Segar y picar piedra
Pero había que llevar dinero a casa y con 13 años abandonó los libros y los dibujos para segar a jornal y machacar piedra para los caminos. «También fui criado de un chatarrero por la zona de Ayllón un par de años. Vendíamos loza, porcelana y cristal a cuenta de trapo y hierro. Tasábamos la tela y el metal y en lugar de dar el dinero se lo cambiábamos por botijos, cacerolas...».
La campaña de siega en Canalejas, que duraba tres meses desde que afilaban las hoces hasta que se aventaba el grano, fue su fuente de ingresos hasta los 17 años. «Me marché a vendimiar a Francia, a la zona de Burdeos, y después me coloqué en los ferrocarriles, en Lion». En esta etapa de su vida, retomó la pintura, gracias a dos cursos a distancia de CEAC. «Mandaba los trabajos por correo a Barcelona y saqué buenas notas. Todavía conservo los diplomas».
Y le llamaron para hacer el servicio Militar Obligatorio en los Regulares de Melilla. «Allí realmente me creí que lo que hacía era algo excepcional». Los soldados le encargaban retratos que mandaban a sus novias y, durante tres meses, por encargo del coronel, «reproduje la media luna moruna en los camiones del regimiento». Después de 14 meses de mili podría haber vuelto a Lion, pero se quedó de peón en Madrid.

TAREAS –
1. Según el fragmento, ¿cuánto duraba la campaña de siega en Canalejas?
2. Resume el fragmento en dos oraciones.
3. Prosigue el fragmento sobre sus años de trabajo y su relación con la pintura a partir de su última oración.

EXTRACTOS DE REGISTROS –
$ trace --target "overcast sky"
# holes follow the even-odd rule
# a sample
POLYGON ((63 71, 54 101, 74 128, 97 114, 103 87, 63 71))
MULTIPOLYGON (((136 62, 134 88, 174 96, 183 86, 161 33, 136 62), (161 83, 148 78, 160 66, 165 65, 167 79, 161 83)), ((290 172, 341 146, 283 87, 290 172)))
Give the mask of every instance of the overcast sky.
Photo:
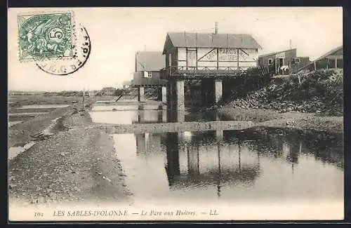
MULTIPOLYGON (((65 10, 64 8, 55 8, 65 10)), ((69 76, 20 62, 16 15, 8 11, 8 89, 63 90, 119 87, 132 78, 135 53, 161 51, 168 32, 249 33, 263 47, 259 54, 297 48, 311 60, 343 43, 341 8, 76 8, 76 22, 86 27, 92 50, 85 66, 69 76)), ((40 11, 53 9, 40 8, 40 11)))

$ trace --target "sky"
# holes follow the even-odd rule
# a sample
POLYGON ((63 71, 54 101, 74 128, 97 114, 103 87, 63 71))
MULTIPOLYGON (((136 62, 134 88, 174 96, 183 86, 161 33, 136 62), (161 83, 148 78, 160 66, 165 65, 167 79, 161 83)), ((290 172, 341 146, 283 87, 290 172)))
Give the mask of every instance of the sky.
POLYGON ((313 60, 343 44, 340 7, 257 8, 9 8, 8 90, 60 91, 121 87, 131 80, 135 53, 163 50, 167 32, 251 34, 262 46, 258 54, 297 48, 313 60), (86 65, 68 76, 42 72, 18 60, 18 13, 72 10, 76 23, 87 29, 91 53, 86 65))

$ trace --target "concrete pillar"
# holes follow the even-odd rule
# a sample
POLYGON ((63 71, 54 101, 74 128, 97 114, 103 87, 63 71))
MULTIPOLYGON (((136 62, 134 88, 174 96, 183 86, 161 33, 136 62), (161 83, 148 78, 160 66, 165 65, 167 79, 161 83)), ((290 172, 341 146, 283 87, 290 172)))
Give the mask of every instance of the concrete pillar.
POLYGON ((138 101, 145 101, 145 97, 144 95, 144 87, 139 86, 138 87, 138 101))
POLYGON ((177 97, 177 109, 178 110, 185 110, 184 103, 184 80, 177 81, 176 82, 176 95, 177 97))
POLYGON ((167 102, 167 88, 166 86, 162 86, 161 93, 162 102, 166 103, 167 102))
POLYGON ((217 103, 222 99, 222 96, 223 95, 223 89, 222 80, 216 79, 215 80, 215 103, 217 103))

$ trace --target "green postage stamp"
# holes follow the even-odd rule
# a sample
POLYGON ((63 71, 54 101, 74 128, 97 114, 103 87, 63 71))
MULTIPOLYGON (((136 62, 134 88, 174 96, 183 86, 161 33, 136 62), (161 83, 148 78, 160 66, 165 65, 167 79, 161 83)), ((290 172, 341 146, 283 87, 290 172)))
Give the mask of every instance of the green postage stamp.
POLYGON ((18 15, 20 61, 71 58, 74 55, 72 12, 18 15))

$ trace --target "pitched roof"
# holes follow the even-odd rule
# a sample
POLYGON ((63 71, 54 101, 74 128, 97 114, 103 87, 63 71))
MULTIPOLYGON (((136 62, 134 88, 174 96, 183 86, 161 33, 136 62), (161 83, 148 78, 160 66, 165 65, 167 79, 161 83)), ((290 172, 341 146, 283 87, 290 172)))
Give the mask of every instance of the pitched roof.
POLYGON ((277 55, 278 53, 282 53, 283 52, 286 52, 286 51, 293 51, 293 50, 296 50, 296 48, 287 49, 287 50, 284 50, 284 51, 272 52, 272 53, 267 53, 267 54, 263 54, 263 55, 258 55, 258 58, 264 58, 264 57, 267 57, 267 56, 270 56, 270 55, 277 55))
MULTIPOLYGON (((167 37, 169 37, 173 46, 178 48, 262 48, 248 34, 168 32, 167 37)), ((165 51, 164 49, 164 53, 165 51)))
POLYGON ((309 63, 308 65, 307 65, 306 66, 304 66, 303 67, 300 68, 298 70, 301 70, 301 69, 304 69, 304 68, 305 68, 305 67, 307 67, 310 66, 311 65, 314 64, 314 62, 319 61, 319 60, 322 60, 322 59, 325 58, 326 58, 326 57, 327 57, 328 55, 332 55, 332 54, 333 54, 333 53, 335 53, 338 52, 338 51, 342 50, 342 49, 343 49, 343 45, 341 45, 341 46, 338 46, 338 47, 336 47, 336 48, 335 48, 331 49, 331 51, 329 51, 329 52, 327 52, 327 53, 325 53, 324 55, 322 55, 322 56, 320 56, 320 57, 317 58, 317 59, 315 59, 315 60, 313 60, 313 61, 311 61, 311 62, 310 62, 310 63, 309 63))
POLYGON ((135 71, 158 72, 166 67, 160 51, 138 51, 135 53, 135 71))

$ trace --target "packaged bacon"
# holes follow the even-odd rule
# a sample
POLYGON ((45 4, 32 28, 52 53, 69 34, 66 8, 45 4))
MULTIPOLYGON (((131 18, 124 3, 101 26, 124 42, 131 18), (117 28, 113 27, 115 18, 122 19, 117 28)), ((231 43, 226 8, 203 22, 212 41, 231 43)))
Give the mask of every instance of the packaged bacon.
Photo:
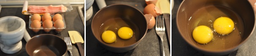
POLYGON ((70 11, 73 8, 69 3, 62 4, 30 5, 25 1, 23 5, 22 14, 25 15, 38 13, 43 15, 45 13, 54 14, 70 11))

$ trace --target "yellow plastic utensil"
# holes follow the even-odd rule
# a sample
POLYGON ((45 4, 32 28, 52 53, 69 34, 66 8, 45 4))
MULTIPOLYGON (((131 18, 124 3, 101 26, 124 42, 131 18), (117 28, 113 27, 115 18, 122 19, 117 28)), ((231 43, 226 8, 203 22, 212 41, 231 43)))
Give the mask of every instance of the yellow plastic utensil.
POLYGON ((70 37, 71 42, 73 44, 76 44, 78 47, 80 55, 81 56, 84 56, 84 50, 82 48, 82 44, 84 43, 84 41, 83 40, 83 38, 81 35, 81 34, 76 31, 69 31, 68 35, 70 37))

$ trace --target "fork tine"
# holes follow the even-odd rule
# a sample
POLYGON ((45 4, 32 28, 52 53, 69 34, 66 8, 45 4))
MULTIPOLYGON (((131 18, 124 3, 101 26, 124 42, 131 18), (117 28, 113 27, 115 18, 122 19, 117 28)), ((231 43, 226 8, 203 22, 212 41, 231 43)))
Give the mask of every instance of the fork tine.
POLYGON ((156 19, 155 20, 156 20, 156 21, 156 21, 156 22, 155 23, 155 30, 156 30, 158 29, 158 16, 156 16, 156 19))
POLYGON ((72 44, 71 43, 71 40, 70 40, 70 37, 68 37, 68 40, 69 40, 69 44, 71 46, 72 45, 72 44))
POLYGON ((160 30, 162 31, 163 30, 163 23, 162 23, 162 18, 161 17, 162 17, 161 15, 159 16, 159 23, 160 24, 160 30))
POLYGON ((70 40, 68 37, 67 37, 67 38, 68 38, 68 45, 70 46, 70 40))
POLYGON ((164 18, 163 16, 162 16, 162 19, 163 21, 163 30, 165 30, 165 26, 164 26, 164 18))

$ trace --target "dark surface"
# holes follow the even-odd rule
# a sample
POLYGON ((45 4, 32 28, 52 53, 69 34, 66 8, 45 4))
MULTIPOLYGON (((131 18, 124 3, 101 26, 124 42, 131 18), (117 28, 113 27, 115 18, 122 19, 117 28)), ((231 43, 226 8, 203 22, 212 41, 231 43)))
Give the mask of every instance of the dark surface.
MULTIPOLYGON (((123 4, 133 6, 143 12, 146 4, 144 0, 105 0, 107 5, 114 4, 123 4)), ((86 21, 86 56, 161 56, 161 51, 159 46, 160 39, 157 36, 155 27, 147 30, 144 38, 133 49, 123 53, 116 53, 109 51, 101 46, 94 37, 91 28, 91 21, 95 14, 99 10, 96 2, 93 4, 93 13, 90 19, 86 21)), ((164 36, 164 51, 166 56, 170 56, 170 49, 168 46, 166 35, 164 36)))
MULTIPOLYGON (((208 56, 199 52, 182 38, 176 24, 177 13, 182 0, 174 0, 172 11, 172 56, 208 56)), ((238 50, 224 56, 236 56, 238 50)))
MULTIPOLYGON (((60 37, 63 40, 64 37, 69 37, 68 31, 76 31, 79 32, 84 40, 84 27, 81 21, 81 18, 76 9, 77 7, 72 7, 73 10, 70 12, 64 13, 64 18, 65 20, 66 28, 59 33, 56 32, 54 30, 52 30, 49 33, 60 37)), ((38 33, 34 33, 32 29, 28 28, 29 16, 28 15, 23 15, 21 13, 22 8, 2 8, 0 13, 0 17, 6 16, 16 16, 20 17, 24 20, 26 23, 26 29, 31 37, 40 34, 46 34, 44 30, 41 30, 38 33)), ((22 40, 22 47, 21 50, 14 54, 7 54, 0 51, 0 56, 28 56, 25 50, 25 45, 27 42, 24 39, 22 40)), ((74 44, 72 45, 72 54, 73 56, 79 56, 77 50, 77 47, 74 44)), ((83 49, 84 49, 84 44, 82 44, 83 49)), ((68 55, 67 54, 66 54, 68 55)))

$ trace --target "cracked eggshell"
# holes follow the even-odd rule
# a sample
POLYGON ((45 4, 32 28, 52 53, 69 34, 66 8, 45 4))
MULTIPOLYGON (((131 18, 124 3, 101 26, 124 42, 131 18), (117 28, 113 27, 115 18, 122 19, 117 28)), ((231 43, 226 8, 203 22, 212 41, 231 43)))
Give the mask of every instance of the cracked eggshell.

RESPUESTAS –
1. Tres meses, desde que afilaban las hoces hasta que se aventaba el grano.

2. A los 13 años dejó los libros y los dibujos para segar a jornal, machacar piedra para los caminos y trabajar un par de años como criado de un chatarrero. Después vendimió en Francia, trabajó en los ferrocarriles en Lion, retomó la pintura con dos cursos a distancia y, tras hacer la mili en Melilla, donde pintaba retratos por encargo de los soldados, se quedó de peón en Madrid.

3.
Y comenzó a pintar, hasta 13 horas al día, los óleos de ciervos y puentes que adornaban los salones de medio país. «Hacía hasta cinco cuadros diarios, pero tuve que parar porque si seguía a ese ritmo iba a perder la vista». En los retratos por encargo y en la venta ambulante de arte encontró Marcelino el que sería su modo de vida durante 28 años siguientes. Hasta que se jubiló, hace ahora justo una década, y comenzó a llenar de color las calles de Moraleja sin pedir nada a cambio. Lo hace porque el amor a su pueblo y la pintura le han atrapado.